• **YOUR INSTRUCTIONS**: Copy the data exactly as it appears, and do not include any pictures.

Start of EXERCISE INPUTS

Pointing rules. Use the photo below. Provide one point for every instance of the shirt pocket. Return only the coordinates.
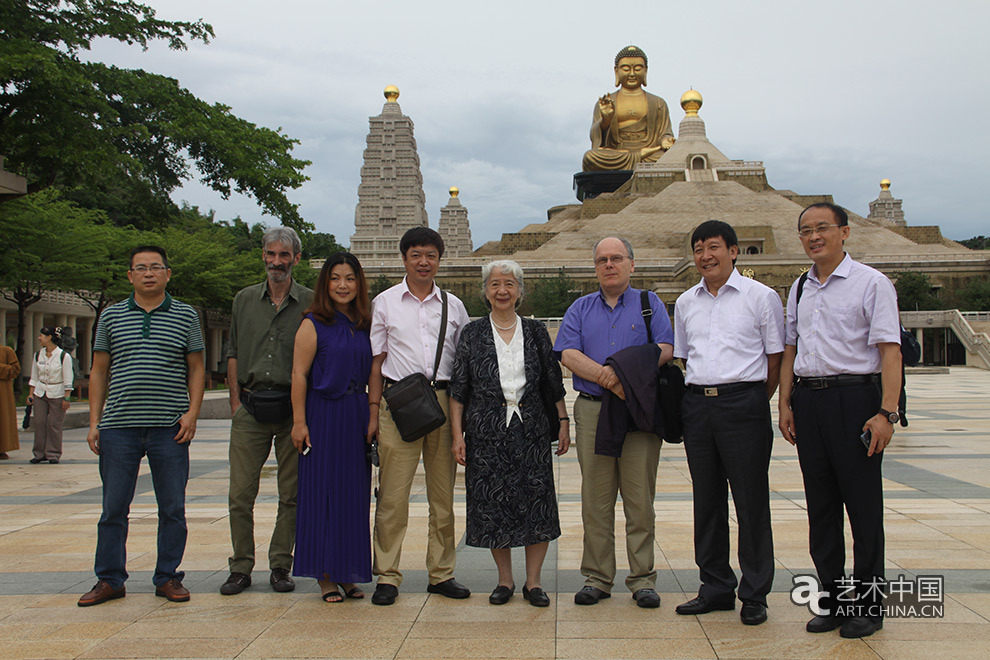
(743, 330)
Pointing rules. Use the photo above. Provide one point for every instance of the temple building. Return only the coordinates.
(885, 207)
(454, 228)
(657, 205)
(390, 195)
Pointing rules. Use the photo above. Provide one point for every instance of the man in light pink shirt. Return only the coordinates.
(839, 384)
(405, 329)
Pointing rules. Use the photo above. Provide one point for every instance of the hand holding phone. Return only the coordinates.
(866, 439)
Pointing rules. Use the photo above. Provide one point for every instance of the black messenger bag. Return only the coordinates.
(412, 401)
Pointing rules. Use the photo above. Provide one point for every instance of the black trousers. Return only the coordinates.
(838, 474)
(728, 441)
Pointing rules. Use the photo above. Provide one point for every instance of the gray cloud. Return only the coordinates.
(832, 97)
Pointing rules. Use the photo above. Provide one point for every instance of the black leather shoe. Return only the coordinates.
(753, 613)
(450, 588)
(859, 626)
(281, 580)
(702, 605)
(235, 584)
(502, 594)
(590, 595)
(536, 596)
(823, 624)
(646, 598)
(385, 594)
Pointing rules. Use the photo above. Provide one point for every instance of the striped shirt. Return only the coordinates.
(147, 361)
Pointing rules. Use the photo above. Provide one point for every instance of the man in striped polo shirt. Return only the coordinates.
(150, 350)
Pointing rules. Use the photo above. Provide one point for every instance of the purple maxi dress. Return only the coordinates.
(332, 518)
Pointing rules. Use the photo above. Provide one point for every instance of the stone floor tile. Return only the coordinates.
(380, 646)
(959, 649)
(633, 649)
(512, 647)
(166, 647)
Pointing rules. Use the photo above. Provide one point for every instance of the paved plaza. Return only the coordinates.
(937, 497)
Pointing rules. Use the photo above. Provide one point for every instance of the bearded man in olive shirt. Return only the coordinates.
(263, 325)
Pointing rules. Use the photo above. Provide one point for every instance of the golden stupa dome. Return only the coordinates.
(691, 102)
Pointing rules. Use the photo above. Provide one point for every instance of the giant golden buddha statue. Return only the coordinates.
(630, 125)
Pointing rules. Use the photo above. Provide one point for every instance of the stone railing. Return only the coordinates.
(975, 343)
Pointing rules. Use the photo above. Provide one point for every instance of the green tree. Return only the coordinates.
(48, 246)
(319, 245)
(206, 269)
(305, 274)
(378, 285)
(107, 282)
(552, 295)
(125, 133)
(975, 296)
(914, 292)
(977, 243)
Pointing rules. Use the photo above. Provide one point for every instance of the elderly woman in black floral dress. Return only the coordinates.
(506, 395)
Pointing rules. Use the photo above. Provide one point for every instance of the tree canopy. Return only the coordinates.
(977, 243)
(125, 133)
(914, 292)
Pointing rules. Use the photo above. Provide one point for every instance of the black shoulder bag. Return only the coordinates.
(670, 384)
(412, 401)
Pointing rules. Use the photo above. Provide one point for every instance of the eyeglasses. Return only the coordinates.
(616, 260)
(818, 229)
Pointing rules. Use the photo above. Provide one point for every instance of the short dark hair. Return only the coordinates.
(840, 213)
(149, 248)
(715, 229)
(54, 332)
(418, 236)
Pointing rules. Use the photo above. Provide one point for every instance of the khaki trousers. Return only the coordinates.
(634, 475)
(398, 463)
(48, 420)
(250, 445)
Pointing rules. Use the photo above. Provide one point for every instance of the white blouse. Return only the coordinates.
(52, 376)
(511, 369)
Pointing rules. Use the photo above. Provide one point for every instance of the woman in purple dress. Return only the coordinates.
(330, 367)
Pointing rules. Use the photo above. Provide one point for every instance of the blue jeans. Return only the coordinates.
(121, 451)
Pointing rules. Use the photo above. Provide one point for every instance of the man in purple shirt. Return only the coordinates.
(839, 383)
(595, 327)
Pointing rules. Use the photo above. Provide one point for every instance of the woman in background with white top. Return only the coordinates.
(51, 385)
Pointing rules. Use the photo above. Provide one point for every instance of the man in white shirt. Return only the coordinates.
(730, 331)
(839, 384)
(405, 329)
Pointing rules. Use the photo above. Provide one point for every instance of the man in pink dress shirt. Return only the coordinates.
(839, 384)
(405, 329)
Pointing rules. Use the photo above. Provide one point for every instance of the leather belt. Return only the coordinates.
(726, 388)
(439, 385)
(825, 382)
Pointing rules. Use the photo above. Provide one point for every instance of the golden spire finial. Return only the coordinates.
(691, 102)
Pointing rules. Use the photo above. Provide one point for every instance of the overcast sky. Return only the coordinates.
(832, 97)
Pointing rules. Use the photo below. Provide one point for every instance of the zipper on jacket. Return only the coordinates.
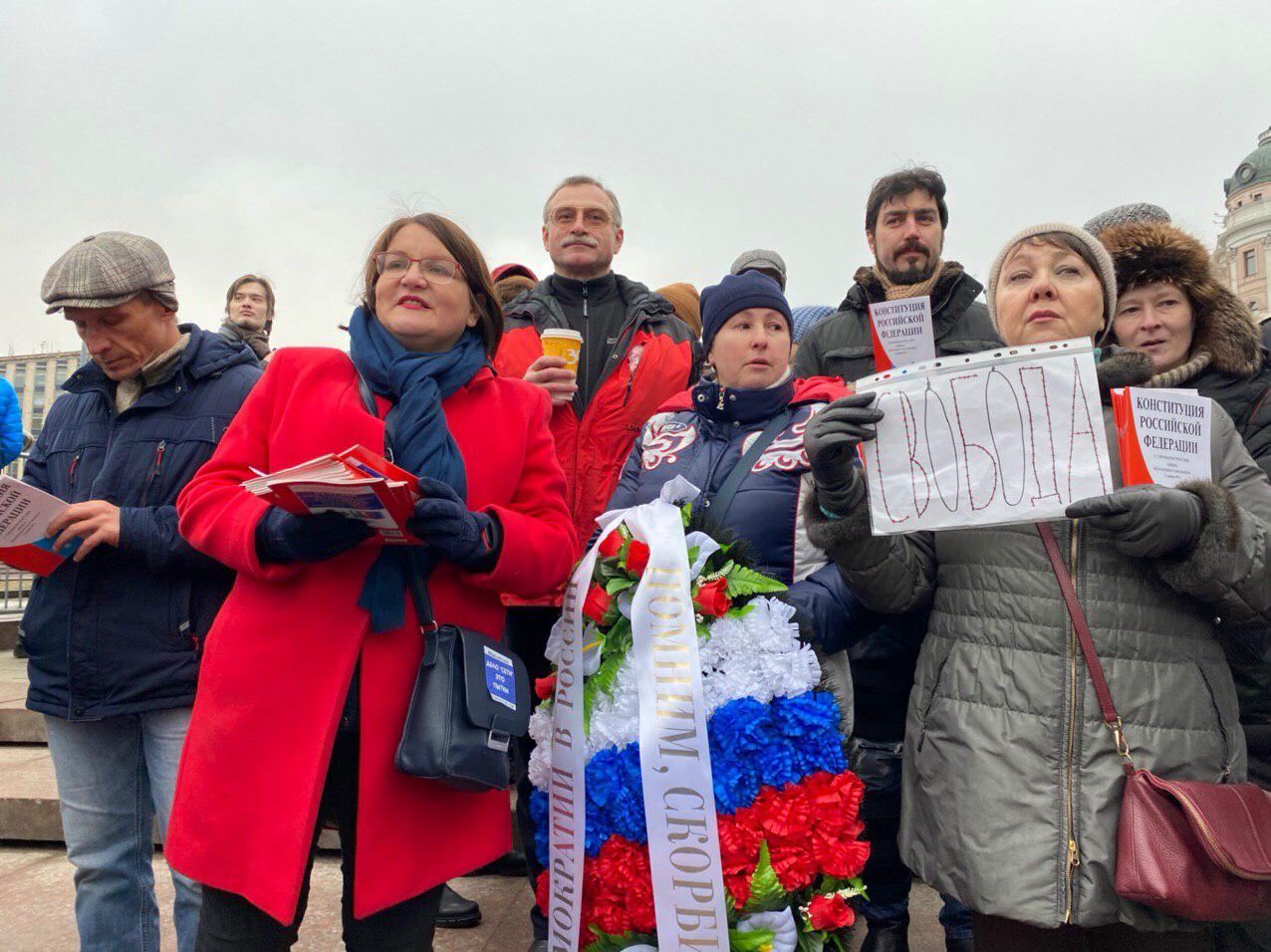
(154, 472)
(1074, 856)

End of EXERCISE INPUTS

• **REPLY**:
Pointing rules. Use the photo below. Provide one point for every instance of the shirt pocket. Return only the coordinates.
(743, 330)
Pointing rules. Use the photo above. Provide one point for every instance of the temple building. Return only the coordinates.
(885, 207)
(454, 228)
(657, 205)
(390, 195)
Pointing rules. Use the photo above. Provide one point for every instance of the man in light pink shirt. Return only the coordinates.
(839, 384)
(405, 329)
Pointing rules. Use the photo above. Provide one point for every instance of the hand holding phone. Return only the coordinates.
(866, 439)
Pointing rules. Use the photo above. Provide one point for every instance of the black messenger bag. Return only the coordinates.
(412, 401)
Pointing rules. Use the photo above. Provide one point for every instance of the black trousers. Return only the coordinates.
(838, 474)
(728, 441)
Pointing rules. Use the photo above. Provide one point for every instance of the gray cloud. Return only the coordinates.
(832, 97)
Pointing rules. Use the photo above. Provide one point for every instance of the black leather shoe. Return only the coordinates.
(753, 613)
(450, 588)
(859, 626)
(281, 580)
(702, 605)
(235, 584)
(502, 594)
(590, 595)
(536, 596)
(823, 624)
(646, 598)
(385, 594)
Pointing rules. Use the photo above. Provide one point for every instance of the striped shirt. Return only the coordinates.
(147, 361)
Pointing rules. Use the photo above. Provide one point for every instance of the man in striped polo shirt. Return only the coordinates.
(150, 350)
Pointing rules. Use the photo above. Provide one point for every instance of the purple maxi dress. Return only the coordinates.
(332, 518)
Pointing rules. Use the photo above. Provide one point for every instance of the stone floor tile. Return only the coordinates.
(380, 646)
(959, 649)
(633, 649)
(512, 647)
(166, 647)
Pointing rules. Use the photo above. Provide one point for every instance of the paved plaza. Return only the coordinates.
(937, 497)
Pointing rules. Use the photo above. Provide one point for every instance of the bearded man in olive shirt. Return only the coordinates.
(263, 325)
Pointing rules. Use the photo above. Provide one point for every instance of the golden stupa dome. Return only the coordinates.
(691, 102)
Pointing rules. Use the photo above. Provide one point for every instance of the giant golden buddha statue. Return only the coordinates.
(630, 125)
Pointing rules. Use the photo above. Provide one point for every instance of the stone railing. Return only the coordinates.
(975, 343)
Pointing rules. Use the photo above. Provide one point for every instance of the green tree. Return only the coordinates.
(48, 246)
(319, 245)
(206, 269)
(305, 274)
(378, 285)
(107, 282)
(552, 295)
(125, 133)
(975, 296)
(914, 292)
(977, 243)
Pointing rules. Use the photo above. Provide one point for every instance of the elderly woman in black floral dress. Return only the coordinates.
(506, 395)
Pointing rules. Use the photo above. Provide one point for every instance of the tree canopy. Return only the coordinates.
(977, 243)
(125, 133)
(914, 292)
Pointing rules. Use the photo above. Provide one point for every instance of the black shoulder bag. Return only the coordinates.
(670, 384)
(412, 401)
Pointing rules. Use the photo above. Provide one point for every instance of the eyeglasses. Return only the coordinates.
(616, 260)
(818, 229)
Pointing rules. Use the photo above. Provide one point for every instance of the short dark hair. Return only the coordinates.
(840, 213)
(149, 248)
(715, 229)
(54, 332)
(418, 236)
Pointing rules. Use the photo above. Provide one point for every instance of the khaki trousers. Return only the coordinates.
(634, 475)
(398, 463)
(48, 420)
(250, 445)
Pointing rules. Use the photo above. Provide one point for every instance of the white blouse. Return only the coordinates.
(52, 376)
(511, 369)
Pointing rules. Use the photo above. Provide one point for every instance of the woman in purple dress. Return only the coordinates.
(330, 367)
Pointing rules. Use the photo above. Provide one point for every instance of the blue jeans. Return only the coordinates.
(121, 451)
Pointing rules. Use the photo above. Provide one point for every instance of the man in purple shirt. Return only the coordinates.
(839, 383)
(595, 327)
Pointing rules. Use the photo above. Provide one point for every instance of the woman in background with white top. Return only the coordinates.
(51, 385)
Pointing rules. Use the photo above. Provide one point for every instance of the man in white shirt. Return only the coordinates.
(730, 331)
(839, 384)
(405, 329)
Pointing rules. Use the photo above. Provide one point for every instance of the man in pink dress shirt. Return only the coordinates.
(839, 384)
(405, 329)
Pointing rules. Use the photo above. Provide one point for every instance of the leather belt. Return only the coordinates.
(726, 388)
(439, 385)
(825, 382)
Pointing rules. Use the photo above. Provide one point for every instance of the golden spire finial. Return only the coordinates.
(691, 102)
Pointing rules. Use the photo above. Provide one point for every instance of the overcast sky. Return only the coordinates.
(832, 97)
Pointing rules. Use the photo below. Provide one point for every instance of the zipper on jacket. Return only the coordinates.
(154, 472)
(1074, 856)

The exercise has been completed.